» **Written task**
Could you copy everything from "WHEREAS, the Trust and" down to "as investment advisor." word for word from the investment advisory agreement below?

» **Selection**
** START **

EX-99.77H CHNG CNTRL 3 advisor.htm INVESTMENT ADVISORY AGREEMENT

INVESTMENT ADVISORY AGREEMENT

THIS AGREEMENT is made this 14th day of February, 2003 by and between Atlantic Whitehall Funds Trust, a Delaware statutory trust (the "Trust") with respect to its series of shares (each, a "Fund" and collectively, the "Funds") shown on Appendix A attached hereto, as it may be amended from time to time, and Atlantic Trust Advisors, Inc., a New York corporation (the "Advisor").

RECITALS

WHEREAS, the Trust is registered under the Investment Company Act of 1940, as amended (the "1940 Act"), as an open-end management investment company;

WHEREAS, the Advisor is registered under the Investment Advisers Act of 1940, as amended (the "Advisers Act"), as an investment advisor and engages in the business of acting as an investment advisor;

WHEREAS, the Trust's Trust Instrument (the "Trust Instrument") authorizes the Board of Trustees of the Trust (the "Board of Trustees") to establish separate series of shares of beneficial interest of the Trust, where each series represents the entire undivided interests of a separate portfolio of assets, and the Board of Trustees has established the Funds shown on Schedule A attached hereto; and

WHEREAS, the Trust and the Advisor desire to enter into an agreement to provide for investment advisory services to the Funds upon the terms and conditions hereinafter set forth;

NOW THEREFORE, in consideration of the mutual covenants herein contained and other good and valuable consideration, the receipt of which is hereby acknowledged, the parties agree as follows:

      1. Advisory Services. The Advisor shall act as investment advisor for the Funds and shall, in such capacity, supervise all aspects of the Funds' operations, including the investment and reinvestment of cash, securities or other properties comprising the Funds' assets, subject at all times to the policies and control of the Board of Trustees. The Advisor shall give the Trust and the Funds the benefit of its best judgment, efforts and facilities in rendering its services as investment advisor.

** END **

» **Extracted information**
** START **

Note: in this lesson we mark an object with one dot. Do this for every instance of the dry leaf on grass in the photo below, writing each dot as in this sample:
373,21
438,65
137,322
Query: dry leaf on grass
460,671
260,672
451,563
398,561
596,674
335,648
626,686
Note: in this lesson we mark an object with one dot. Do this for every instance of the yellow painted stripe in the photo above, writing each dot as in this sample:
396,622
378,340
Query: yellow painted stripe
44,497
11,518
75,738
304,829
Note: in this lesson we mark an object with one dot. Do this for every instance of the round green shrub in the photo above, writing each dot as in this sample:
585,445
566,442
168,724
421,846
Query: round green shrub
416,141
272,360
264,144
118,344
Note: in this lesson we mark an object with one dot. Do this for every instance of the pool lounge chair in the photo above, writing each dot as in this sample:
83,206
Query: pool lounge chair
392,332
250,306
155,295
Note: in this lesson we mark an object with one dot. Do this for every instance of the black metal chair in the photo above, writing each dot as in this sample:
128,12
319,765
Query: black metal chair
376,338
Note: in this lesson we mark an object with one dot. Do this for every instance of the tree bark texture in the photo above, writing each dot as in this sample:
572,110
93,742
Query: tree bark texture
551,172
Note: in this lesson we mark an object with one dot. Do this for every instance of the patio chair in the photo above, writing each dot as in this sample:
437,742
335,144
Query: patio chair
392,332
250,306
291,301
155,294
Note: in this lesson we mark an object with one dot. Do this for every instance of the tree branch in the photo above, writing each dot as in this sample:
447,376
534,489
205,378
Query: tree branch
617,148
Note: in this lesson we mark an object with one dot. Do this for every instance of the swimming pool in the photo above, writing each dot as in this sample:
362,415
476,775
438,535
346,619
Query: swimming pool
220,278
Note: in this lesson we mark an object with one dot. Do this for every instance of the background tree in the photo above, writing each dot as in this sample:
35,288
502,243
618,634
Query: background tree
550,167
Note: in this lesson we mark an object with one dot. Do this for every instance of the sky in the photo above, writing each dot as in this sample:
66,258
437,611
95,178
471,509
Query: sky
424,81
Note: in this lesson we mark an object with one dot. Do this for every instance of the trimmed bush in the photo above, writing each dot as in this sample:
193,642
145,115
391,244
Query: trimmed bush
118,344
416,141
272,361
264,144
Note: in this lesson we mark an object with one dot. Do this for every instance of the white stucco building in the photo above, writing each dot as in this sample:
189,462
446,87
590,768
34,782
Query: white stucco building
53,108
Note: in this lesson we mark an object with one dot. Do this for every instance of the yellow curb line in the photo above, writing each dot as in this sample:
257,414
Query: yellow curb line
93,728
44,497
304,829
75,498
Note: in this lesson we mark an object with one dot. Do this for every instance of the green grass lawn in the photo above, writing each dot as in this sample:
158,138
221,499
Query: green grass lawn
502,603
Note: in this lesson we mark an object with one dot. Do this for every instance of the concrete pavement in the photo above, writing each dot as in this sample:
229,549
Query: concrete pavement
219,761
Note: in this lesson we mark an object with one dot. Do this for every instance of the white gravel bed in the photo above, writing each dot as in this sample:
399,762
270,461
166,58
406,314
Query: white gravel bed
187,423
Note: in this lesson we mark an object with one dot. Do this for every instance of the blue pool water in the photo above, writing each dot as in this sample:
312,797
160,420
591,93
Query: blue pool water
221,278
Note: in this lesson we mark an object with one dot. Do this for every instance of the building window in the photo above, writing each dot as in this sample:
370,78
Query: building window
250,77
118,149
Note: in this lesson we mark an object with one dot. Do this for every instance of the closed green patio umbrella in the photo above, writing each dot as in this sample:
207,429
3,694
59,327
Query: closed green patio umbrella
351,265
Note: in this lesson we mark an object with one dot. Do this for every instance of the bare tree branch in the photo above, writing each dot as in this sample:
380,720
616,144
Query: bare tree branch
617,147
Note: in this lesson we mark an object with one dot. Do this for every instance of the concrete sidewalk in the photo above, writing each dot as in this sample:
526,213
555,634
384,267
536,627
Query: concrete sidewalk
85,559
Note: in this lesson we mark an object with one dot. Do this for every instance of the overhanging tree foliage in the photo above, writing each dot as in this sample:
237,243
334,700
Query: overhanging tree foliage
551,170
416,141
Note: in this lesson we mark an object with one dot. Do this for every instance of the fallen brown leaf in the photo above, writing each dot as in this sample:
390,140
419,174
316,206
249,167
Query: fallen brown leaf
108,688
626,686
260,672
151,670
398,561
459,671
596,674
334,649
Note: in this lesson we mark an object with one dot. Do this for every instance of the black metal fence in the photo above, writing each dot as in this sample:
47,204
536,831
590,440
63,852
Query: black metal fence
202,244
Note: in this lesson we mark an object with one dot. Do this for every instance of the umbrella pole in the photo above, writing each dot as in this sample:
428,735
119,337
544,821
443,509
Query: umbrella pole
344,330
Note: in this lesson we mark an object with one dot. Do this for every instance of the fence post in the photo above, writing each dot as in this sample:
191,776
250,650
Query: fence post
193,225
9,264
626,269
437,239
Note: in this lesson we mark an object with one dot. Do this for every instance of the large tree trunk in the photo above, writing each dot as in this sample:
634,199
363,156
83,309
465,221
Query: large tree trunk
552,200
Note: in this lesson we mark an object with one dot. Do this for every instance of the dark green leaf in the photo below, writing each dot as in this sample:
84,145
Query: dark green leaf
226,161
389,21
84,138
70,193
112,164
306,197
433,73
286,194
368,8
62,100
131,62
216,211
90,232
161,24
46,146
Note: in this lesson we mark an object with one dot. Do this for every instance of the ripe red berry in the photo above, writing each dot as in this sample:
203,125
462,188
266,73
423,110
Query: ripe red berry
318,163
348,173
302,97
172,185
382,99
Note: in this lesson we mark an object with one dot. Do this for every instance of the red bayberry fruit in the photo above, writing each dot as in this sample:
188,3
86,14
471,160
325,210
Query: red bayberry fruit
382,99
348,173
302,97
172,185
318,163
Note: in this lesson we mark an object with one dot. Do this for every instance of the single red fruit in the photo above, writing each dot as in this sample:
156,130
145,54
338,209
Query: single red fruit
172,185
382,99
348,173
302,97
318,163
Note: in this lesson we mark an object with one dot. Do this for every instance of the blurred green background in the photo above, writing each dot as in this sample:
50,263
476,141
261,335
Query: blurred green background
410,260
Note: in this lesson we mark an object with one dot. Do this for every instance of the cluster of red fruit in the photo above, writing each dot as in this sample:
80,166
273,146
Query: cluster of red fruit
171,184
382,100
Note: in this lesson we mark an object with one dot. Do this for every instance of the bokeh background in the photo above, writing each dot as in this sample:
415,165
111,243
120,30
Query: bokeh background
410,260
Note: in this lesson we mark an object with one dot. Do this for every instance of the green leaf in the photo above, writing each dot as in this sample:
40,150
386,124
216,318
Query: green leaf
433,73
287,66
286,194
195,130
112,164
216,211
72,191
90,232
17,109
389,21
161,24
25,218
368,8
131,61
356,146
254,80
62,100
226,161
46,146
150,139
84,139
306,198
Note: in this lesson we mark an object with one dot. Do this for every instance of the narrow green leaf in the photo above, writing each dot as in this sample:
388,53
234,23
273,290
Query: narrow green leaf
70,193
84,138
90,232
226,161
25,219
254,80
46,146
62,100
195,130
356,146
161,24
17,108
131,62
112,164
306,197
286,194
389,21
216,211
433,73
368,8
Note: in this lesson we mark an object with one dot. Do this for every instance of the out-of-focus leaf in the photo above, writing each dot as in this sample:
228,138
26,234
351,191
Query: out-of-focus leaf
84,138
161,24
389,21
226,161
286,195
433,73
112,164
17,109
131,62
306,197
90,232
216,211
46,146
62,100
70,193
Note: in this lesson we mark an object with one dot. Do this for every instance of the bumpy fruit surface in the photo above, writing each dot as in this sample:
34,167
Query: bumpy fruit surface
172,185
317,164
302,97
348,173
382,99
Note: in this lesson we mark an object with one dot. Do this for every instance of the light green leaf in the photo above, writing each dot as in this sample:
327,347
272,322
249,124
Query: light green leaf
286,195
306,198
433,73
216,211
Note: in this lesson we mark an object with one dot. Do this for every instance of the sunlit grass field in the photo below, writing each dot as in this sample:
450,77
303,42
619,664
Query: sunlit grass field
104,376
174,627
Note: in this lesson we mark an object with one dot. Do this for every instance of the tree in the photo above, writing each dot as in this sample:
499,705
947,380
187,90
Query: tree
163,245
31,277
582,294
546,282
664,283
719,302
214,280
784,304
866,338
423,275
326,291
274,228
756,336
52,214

** END **

» **Right answer**
WHEREAS, the Trust and the Advisor desire to enter into an agreement to provide for investment advisory services to the Funds upon the terms and conditions hereinafter set forth;

NOW THEREFORE, in consideration of the mutual covenants herein contained and other good and valuable consideration, the receipt of which is hereby acknowledged, the parties agree as follows:

      1. Advisory Services. The Advisor shall act as investment advisor for the Funds and shall, in such capacity, supervise all aspects of the Funds' operations, including the investment and reinvestment of cash, securities or other properties comprising the Funds' assets, subject at all times to the policies and control of the Board of Trustees. The Advisor shall give the Trust and the Funds the benefit of its best judgment, efforts and facilities in rendering its services as investment advisor.